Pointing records
▬▬▬

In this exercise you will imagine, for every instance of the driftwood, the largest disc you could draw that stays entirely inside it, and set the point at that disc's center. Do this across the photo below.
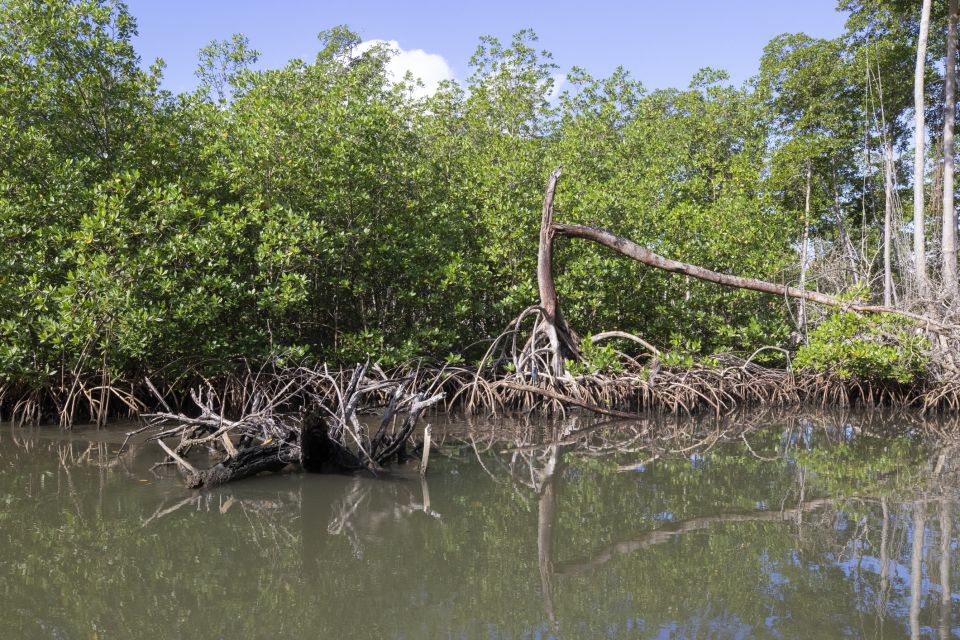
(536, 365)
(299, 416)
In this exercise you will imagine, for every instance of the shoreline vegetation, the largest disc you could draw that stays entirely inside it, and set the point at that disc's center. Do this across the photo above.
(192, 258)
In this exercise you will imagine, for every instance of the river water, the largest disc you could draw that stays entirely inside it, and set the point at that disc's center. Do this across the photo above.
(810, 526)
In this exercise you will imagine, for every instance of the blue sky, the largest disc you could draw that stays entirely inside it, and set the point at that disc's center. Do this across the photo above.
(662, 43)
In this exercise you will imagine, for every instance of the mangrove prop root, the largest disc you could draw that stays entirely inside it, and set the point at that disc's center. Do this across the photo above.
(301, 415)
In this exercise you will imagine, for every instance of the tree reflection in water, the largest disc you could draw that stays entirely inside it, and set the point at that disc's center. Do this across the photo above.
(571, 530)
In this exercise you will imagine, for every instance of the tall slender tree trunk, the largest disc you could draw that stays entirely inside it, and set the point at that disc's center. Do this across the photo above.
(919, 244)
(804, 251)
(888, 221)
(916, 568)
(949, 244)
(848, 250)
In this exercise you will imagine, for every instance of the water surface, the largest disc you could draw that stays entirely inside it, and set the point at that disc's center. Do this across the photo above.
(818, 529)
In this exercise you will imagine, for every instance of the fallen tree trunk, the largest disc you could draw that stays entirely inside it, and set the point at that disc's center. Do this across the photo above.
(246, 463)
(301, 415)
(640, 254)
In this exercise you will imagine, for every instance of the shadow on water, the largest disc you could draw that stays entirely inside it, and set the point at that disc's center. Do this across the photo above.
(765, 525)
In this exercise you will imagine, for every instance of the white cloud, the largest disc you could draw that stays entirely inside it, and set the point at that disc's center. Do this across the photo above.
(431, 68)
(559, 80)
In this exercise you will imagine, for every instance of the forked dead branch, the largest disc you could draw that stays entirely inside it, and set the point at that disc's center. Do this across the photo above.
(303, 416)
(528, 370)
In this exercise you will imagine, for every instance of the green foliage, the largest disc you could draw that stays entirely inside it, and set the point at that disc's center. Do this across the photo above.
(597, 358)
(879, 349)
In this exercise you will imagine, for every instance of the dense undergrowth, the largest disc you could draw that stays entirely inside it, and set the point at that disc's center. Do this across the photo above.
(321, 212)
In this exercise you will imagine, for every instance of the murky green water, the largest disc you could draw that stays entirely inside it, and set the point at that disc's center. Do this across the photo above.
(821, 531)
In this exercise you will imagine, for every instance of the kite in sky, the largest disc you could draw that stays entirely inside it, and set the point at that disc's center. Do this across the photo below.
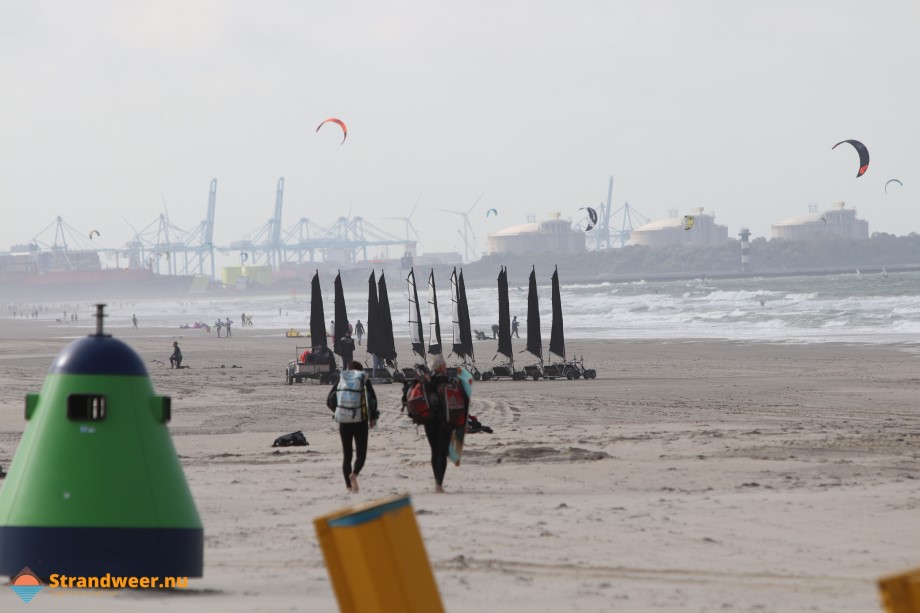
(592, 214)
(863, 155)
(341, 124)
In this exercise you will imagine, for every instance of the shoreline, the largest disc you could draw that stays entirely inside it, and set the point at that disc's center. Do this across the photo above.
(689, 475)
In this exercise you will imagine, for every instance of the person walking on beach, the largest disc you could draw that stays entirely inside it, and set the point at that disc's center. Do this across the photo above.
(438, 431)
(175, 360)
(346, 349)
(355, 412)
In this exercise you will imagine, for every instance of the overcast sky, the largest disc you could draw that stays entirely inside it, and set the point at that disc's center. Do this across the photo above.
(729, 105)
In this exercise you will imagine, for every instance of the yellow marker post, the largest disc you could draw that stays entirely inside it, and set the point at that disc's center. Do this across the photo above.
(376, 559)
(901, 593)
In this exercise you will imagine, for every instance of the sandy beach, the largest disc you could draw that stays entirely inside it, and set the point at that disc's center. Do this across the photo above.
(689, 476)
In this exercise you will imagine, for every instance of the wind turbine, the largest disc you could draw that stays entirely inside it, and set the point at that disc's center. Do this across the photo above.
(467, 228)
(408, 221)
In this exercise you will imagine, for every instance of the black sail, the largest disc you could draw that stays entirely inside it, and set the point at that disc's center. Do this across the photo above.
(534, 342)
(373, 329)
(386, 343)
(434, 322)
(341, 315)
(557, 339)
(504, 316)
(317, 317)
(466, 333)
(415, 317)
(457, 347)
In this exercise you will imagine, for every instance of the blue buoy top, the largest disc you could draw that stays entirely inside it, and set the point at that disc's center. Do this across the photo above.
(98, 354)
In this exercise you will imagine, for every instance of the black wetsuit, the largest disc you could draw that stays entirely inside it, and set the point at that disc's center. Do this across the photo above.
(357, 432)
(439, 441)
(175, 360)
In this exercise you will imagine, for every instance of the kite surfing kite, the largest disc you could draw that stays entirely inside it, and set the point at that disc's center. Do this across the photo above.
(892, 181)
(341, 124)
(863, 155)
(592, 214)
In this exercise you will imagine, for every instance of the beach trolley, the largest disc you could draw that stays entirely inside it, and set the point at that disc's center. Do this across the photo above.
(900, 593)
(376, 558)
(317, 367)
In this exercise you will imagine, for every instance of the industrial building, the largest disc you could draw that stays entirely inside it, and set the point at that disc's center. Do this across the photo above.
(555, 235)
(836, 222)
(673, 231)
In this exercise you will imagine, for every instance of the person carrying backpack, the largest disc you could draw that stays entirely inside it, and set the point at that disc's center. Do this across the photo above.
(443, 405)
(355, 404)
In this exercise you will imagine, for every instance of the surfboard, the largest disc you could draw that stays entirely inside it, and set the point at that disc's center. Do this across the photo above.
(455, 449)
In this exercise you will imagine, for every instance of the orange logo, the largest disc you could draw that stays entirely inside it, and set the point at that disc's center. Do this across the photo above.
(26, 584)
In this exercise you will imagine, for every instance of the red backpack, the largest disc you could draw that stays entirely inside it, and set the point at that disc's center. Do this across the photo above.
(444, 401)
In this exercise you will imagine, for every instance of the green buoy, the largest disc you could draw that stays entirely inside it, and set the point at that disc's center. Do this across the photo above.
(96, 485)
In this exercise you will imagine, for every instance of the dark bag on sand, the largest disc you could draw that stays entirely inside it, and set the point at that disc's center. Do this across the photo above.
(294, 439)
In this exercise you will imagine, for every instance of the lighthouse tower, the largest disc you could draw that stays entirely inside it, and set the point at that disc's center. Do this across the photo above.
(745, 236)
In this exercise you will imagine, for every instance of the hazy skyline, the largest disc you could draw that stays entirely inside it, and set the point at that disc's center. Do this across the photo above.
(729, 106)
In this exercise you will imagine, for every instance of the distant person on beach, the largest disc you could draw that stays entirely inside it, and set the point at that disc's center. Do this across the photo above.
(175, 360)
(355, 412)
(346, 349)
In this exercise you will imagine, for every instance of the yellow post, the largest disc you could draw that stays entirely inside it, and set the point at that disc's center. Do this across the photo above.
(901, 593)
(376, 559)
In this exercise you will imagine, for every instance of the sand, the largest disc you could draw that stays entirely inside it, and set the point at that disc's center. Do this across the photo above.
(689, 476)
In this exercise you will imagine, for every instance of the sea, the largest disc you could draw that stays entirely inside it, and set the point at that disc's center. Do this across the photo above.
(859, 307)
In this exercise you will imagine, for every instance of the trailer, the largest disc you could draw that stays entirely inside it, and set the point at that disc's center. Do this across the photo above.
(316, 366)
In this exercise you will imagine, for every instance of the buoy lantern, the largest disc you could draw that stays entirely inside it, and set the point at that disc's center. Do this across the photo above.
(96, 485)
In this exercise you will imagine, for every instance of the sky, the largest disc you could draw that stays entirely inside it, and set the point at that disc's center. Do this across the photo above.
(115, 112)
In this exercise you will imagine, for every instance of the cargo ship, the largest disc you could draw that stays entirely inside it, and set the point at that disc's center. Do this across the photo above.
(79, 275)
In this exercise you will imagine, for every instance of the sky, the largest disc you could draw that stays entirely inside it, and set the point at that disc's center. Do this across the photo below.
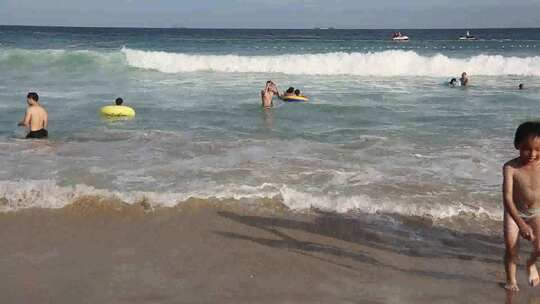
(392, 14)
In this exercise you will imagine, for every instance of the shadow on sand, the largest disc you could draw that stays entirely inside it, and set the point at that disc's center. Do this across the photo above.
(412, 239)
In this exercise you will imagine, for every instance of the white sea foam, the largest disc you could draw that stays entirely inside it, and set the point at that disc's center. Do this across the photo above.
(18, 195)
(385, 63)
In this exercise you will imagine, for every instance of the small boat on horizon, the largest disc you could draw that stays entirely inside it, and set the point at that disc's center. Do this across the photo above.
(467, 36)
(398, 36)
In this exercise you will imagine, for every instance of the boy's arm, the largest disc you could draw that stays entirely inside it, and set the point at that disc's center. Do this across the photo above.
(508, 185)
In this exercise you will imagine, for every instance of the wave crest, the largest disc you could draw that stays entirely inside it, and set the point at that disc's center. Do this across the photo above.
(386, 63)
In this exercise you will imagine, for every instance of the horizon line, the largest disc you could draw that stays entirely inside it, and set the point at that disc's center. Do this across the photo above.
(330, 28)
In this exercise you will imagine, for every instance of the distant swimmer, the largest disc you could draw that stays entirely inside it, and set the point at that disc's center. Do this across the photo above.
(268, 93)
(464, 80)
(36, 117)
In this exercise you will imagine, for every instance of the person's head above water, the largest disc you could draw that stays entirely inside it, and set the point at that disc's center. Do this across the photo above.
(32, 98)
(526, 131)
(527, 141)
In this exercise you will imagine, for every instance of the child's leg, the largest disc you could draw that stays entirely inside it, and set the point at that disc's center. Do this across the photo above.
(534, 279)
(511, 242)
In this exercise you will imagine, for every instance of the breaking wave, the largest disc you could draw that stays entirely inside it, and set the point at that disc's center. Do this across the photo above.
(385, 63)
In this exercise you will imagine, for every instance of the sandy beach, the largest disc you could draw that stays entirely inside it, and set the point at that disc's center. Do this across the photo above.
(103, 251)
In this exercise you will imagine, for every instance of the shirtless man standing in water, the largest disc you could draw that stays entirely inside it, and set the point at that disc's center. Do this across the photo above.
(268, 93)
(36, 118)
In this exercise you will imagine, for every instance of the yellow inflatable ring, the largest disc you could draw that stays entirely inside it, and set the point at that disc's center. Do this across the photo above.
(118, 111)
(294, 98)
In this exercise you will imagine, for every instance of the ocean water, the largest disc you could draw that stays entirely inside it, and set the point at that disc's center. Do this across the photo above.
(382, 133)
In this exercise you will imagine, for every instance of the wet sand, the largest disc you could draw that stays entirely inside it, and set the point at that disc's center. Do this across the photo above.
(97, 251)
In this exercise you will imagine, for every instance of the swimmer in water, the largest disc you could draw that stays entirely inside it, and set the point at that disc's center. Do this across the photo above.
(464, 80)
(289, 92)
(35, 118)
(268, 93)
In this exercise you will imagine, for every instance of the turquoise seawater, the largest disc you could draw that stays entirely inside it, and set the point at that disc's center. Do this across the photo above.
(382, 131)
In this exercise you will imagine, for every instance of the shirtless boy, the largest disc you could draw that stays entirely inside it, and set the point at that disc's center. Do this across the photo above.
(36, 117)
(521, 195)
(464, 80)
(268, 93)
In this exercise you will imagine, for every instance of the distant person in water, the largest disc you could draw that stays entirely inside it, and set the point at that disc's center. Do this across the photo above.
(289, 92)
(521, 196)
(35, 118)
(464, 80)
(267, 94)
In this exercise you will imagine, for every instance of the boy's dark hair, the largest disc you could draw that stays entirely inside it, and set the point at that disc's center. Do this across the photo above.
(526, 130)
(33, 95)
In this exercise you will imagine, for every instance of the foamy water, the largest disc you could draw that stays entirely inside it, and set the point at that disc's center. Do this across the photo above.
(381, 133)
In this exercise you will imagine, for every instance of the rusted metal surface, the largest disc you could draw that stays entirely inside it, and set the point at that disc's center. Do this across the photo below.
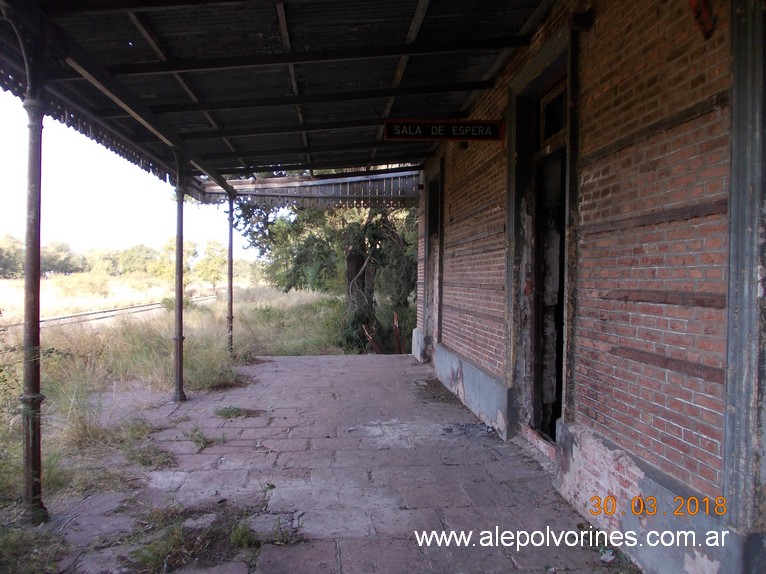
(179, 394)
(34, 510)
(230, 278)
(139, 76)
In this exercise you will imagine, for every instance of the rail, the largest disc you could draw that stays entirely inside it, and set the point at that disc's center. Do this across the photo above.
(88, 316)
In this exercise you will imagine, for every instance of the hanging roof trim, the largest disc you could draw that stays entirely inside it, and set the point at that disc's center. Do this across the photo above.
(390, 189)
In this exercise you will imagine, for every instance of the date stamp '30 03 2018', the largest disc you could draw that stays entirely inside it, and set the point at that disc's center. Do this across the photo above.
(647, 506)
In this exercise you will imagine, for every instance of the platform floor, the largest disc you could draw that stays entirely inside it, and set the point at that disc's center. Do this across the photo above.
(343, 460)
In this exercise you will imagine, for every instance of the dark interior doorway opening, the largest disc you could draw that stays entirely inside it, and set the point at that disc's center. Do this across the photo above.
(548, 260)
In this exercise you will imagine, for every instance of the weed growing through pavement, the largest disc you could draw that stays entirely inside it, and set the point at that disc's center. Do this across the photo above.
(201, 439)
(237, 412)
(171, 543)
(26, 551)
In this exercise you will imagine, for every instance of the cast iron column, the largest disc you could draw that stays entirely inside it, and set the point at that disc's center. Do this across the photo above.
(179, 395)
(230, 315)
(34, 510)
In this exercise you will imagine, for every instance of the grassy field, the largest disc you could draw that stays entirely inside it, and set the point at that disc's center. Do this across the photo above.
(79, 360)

▬▬▬

**PROBLEM DETAILS:** Copy exactly the lines from the line containing "of the rusted" through the last line of the records above, both included, and leave out any pictures.

**EXERCISE RESULT:**
In this exercise you will imagine, for every instance of the rusted metal surface, the largest disc you could draw that stays entirely inside it, and set the point at that disc's center. Do this across the photo below.
(179, 394)
(34, 510)
(230, 278)
(139, 76)
In this exercise you will imagine, for every instance of the rail, the largest disc you could draw that stays entirely inside it, and set the point at that disc's center. Do this across the photo above.
(88, 316)
In this exercise you will imagine, for every instance of the hanging roof trim, the largest disc you could draw that stays entirely inside it, and set the point at that disc's center. Do this across the photo above.
(390, 189)
In this exercise you will imagine, for every instance of the date stamp '30 03 2018', the largest disc you could draw that stays entirely inside it, and set the point at that disc's center. Do this across the photo above.
(647, 506)
In this exercise you will imagine, for every instance of the platform floor, the largest disc you could draw that stays entirely inside it, and set the point at that disc's center. Do this across the photo above.
(343, 460)
In this exercise you will imagine, for every instance of the dark interior doorway opening, the largest disc you could draw that stays entirely inside it, and set the point at that disc's center. Do this across the photo above.
(548, 260)
In this exercise you will imagine, for every instance of the weed growing through pavement, the largest disc you could draw that stays entirely inside it, and set the point at that disc's center. Do this across the photo above.
(201, 439)
(237, 412)
(171, 543)
(26, 551)
In this exercise you will imagine, for every instance of the cast iron column, the largest disc you could draw that stays entirely inside it, and set the point at that disc's center. Do this across the photo above.
(179, 395)
(230, 315)
(34, 510)
In this exercise you will imagine, for every instance of the grassy field, the largest disc you could draw that stays entirely inside it, and set the point at that disc's center. Do this across the photo above.
(79, 360)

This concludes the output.